=== Record extracts ===
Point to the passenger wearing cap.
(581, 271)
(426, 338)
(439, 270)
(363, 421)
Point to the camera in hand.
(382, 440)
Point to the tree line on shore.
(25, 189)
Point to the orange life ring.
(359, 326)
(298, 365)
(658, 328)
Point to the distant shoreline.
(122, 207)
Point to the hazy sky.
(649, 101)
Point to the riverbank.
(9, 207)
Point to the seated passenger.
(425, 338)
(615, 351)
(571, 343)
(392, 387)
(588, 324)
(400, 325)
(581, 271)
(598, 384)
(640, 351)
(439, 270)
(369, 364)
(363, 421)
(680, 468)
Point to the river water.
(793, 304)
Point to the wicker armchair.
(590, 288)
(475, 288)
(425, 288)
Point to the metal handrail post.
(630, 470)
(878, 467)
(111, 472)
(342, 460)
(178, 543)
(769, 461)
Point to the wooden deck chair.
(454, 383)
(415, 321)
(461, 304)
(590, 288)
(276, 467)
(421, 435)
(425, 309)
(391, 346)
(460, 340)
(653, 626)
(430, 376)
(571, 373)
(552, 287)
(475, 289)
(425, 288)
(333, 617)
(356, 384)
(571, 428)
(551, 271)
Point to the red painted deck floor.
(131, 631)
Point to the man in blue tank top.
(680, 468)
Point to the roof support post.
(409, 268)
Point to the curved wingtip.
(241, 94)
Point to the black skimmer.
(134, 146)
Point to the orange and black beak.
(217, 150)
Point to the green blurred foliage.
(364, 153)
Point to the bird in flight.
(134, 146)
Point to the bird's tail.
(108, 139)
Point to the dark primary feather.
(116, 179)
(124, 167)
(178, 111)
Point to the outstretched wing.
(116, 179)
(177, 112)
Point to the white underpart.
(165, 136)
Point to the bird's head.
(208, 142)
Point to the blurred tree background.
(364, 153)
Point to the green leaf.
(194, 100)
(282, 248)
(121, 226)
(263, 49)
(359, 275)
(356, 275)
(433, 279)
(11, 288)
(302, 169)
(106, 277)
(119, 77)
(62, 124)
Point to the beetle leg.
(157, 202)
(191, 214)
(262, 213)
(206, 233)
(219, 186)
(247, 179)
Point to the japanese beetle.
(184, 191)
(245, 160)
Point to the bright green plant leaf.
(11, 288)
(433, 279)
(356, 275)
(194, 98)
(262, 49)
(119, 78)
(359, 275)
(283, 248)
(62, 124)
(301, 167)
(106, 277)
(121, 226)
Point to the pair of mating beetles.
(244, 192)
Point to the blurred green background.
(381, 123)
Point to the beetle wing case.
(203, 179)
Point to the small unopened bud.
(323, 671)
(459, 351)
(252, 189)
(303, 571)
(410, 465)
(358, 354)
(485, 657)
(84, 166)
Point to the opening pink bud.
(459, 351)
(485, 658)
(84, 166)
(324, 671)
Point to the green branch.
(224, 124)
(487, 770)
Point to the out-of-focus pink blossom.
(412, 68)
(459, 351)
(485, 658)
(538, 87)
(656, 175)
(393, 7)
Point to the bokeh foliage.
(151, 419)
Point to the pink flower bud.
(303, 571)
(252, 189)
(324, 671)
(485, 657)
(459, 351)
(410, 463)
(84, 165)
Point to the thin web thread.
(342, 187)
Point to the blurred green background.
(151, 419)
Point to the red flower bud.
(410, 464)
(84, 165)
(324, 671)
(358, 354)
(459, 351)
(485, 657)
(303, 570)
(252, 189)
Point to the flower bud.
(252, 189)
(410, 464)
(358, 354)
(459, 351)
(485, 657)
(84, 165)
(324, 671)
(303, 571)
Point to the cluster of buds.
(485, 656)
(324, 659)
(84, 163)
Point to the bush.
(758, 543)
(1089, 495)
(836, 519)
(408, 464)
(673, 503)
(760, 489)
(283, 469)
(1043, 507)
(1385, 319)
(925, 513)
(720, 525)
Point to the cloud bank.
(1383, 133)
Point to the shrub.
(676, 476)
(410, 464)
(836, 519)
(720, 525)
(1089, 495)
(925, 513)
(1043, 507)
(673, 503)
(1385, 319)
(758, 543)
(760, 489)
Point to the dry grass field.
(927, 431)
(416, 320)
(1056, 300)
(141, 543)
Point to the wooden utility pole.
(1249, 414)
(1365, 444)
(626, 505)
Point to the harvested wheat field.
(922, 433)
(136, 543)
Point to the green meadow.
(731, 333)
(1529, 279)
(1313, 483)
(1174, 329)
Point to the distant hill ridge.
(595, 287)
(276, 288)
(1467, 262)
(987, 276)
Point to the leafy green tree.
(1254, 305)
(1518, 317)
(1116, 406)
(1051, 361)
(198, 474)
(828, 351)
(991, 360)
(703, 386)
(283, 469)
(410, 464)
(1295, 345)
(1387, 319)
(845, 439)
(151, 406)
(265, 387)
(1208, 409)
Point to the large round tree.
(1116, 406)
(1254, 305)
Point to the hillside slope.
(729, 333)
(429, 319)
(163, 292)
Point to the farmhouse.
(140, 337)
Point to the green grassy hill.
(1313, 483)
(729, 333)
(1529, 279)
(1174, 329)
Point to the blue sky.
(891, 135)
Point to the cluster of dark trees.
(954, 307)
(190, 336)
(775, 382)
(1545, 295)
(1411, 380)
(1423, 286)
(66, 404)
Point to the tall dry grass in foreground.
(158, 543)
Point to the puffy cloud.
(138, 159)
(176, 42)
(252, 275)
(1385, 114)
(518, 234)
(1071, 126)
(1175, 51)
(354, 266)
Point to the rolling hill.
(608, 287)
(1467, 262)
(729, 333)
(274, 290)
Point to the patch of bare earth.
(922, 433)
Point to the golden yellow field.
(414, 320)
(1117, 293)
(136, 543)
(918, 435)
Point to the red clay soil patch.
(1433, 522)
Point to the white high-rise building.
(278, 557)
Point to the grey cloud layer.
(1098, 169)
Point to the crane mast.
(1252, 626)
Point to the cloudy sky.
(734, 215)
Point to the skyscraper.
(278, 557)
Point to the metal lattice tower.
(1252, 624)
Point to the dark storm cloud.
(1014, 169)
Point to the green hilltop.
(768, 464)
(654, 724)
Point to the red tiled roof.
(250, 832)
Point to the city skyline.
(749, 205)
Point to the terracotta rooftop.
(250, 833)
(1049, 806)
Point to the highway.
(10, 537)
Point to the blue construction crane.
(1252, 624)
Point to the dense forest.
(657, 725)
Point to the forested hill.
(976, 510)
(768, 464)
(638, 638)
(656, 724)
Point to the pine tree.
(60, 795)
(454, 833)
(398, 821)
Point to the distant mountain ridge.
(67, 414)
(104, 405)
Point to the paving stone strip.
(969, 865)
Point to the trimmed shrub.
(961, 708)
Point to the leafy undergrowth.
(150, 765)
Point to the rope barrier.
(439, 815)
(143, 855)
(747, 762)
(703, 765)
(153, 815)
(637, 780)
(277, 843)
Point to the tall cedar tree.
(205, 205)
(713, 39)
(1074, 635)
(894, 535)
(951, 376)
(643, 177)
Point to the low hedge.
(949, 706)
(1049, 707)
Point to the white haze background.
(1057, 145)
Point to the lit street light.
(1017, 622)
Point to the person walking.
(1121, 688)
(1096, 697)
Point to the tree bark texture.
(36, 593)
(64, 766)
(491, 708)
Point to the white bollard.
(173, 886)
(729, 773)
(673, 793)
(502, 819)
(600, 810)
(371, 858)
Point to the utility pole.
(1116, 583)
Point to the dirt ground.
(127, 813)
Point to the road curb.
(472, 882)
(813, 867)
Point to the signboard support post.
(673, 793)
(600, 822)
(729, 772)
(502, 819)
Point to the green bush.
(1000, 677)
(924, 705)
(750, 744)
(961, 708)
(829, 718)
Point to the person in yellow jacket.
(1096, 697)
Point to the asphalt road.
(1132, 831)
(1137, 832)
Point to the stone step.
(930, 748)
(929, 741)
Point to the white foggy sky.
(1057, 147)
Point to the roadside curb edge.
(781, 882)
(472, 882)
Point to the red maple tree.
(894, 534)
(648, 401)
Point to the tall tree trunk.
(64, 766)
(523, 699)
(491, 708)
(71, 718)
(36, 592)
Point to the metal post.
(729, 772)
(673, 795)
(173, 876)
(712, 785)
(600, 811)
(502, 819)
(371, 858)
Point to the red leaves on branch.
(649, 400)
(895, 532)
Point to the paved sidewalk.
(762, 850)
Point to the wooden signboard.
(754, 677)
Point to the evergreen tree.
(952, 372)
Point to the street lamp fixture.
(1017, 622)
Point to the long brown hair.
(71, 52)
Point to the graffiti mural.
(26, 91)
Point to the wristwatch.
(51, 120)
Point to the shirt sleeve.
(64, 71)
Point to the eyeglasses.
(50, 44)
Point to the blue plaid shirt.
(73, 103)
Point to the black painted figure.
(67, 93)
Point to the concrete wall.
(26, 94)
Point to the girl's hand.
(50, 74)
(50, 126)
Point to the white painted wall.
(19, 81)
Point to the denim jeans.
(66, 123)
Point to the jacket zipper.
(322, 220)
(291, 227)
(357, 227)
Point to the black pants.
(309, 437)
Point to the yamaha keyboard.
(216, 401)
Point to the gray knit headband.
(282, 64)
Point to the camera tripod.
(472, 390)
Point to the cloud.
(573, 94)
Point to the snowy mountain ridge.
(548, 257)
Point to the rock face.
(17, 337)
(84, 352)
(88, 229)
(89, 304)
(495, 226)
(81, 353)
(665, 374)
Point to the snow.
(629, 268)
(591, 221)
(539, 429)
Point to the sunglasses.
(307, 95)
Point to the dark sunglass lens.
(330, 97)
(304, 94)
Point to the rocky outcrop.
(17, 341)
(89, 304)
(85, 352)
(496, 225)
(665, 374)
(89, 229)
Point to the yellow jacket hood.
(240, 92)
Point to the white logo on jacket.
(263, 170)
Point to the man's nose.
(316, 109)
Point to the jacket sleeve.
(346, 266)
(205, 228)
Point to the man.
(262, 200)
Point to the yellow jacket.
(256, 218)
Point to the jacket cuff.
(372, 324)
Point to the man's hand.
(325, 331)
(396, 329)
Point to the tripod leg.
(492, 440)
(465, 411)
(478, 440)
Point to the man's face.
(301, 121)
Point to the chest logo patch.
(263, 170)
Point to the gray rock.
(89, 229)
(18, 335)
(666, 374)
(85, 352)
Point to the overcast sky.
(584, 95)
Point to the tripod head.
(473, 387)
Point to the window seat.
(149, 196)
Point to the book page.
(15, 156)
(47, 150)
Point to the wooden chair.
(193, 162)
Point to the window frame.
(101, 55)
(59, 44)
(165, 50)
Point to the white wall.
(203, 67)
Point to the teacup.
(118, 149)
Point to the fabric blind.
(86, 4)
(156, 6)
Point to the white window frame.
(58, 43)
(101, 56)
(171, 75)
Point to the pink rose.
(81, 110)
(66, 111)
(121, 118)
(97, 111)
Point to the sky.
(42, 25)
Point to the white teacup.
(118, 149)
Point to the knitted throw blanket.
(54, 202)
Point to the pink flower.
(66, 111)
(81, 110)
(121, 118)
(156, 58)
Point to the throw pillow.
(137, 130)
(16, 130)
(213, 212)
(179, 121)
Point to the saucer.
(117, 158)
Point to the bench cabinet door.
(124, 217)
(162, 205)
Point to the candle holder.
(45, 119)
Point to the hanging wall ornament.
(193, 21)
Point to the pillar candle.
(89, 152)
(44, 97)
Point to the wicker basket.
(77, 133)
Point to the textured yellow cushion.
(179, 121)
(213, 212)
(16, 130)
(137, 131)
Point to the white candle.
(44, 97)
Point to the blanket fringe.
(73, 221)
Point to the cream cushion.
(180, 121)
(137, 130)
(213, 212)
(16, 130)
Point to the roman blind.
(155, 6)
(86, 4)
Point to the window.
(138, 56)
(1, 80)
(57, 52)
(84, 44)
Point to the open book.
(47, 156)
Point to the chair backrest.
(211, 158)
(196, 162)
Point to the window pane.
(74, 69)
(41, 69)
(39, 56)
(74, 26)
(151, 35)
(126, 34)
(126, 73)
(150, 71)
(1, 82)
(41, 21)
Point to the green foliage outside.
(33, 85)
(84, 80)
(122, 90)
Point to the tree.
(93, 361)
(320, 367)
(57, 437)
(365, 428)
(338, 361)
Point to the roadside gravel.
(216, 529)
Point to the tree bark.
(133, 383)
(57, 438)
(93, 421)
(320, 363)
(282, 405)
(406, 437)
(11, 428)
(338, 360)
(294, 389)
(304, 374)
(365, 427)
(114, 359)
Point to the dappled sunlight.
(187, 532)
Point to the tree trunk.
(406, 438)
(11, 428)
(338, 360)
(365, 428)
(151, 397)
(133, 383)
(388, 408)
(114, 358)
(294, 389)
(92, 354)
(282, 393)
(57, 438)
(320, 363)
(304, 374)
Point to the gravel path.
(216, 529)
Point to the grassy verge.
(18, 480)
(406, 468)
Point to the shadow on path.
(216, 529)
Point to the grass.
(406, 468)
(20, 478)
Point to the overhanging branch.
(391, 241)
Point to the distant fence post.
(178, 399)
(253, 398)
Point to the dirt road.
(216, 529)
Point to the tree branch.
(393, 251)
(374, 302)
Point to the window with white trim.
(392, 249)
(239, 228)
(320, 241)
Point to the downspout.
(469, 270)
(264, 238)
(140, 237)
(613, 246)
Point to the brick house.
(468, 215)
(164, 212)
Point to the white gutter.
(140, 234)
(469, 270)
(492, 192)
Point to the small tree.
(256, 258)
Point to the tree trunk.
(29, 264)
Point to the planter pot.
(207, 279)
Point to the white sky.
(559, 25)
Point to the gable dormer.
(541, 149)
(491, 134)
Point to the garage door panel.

=== Written instruction ===
Every line from the one containing "Point to the window pane." through the last line must be copied exactly; leave out the rest.

=== The reply ===
Point to the window pane.
(74, 69)
(41, 69)
(39, 56)
(74, 26)
(151, 35)
(126, 34)
(126, 73)
(150, 71)
(1, 82)
(41, 21)
Point to the green foliage outside.
(33, 85)
(84, 80)
(122, 90)
Point to the tree.
(93, 361)
(320, 367)
(57, 437)
(365, 428)
(338, 361)
Point to the roadside gravel.
(216, 529)
Point to the tree bark.
(133, 383)
(57, 438)
(93, 421)
(320, 363)
(282, 405)
(406, 437)
(11, 428)
(338, 360)
(294, 389)
(304, 374)
(365, 427)
(114, 359)
Point to the dappled sunlight.
(187, 532)
Point to the tree trunk.
(406, 438)
(11, 428)
(338, 360)
(365, 428)
(151, 397)
(133, 383)
(388, 408)
(114, 358)
(294, 389)
(92, 354)
(282, 393)
(57, 438)
(320, 363)
(304, 374)
Point to the gravel path.
(216, 529)
Point to the grassy verge.
(18, 480)
(406, 468)
Point to the shadow on path.
(216, 529)
Point to the grass.
(406, 468)
(20, 478)
Point to the overhanging branch.
(391, 241)
Point to the distant fence post.
(178, 399)
(253, 398)
Point to the dirt road.
(216, 529)
Point to the tree branch.
(393, 251)
(374, 302)
Point to the window with white trim.
(392, 249)
(239, 228)
(320, 241)
Point to the downspout.
(469, 270)
(264, 238)
(140, 237)
(613, 246)
Point to the brick house.
(468, 215)
(164, 212)
Point to the white gutter.
(140, 234)
(469, 270)
(492, 192)
Point to the small tree.
(256, 258)
Point to the tree trunk.
(29, 264)
Point to the planter pot.
(207, 279)
Point to the white sky.
(559, 25)
Point to the gable dormer.
(541, 149)
(491, 134)
Point to the garage door panel.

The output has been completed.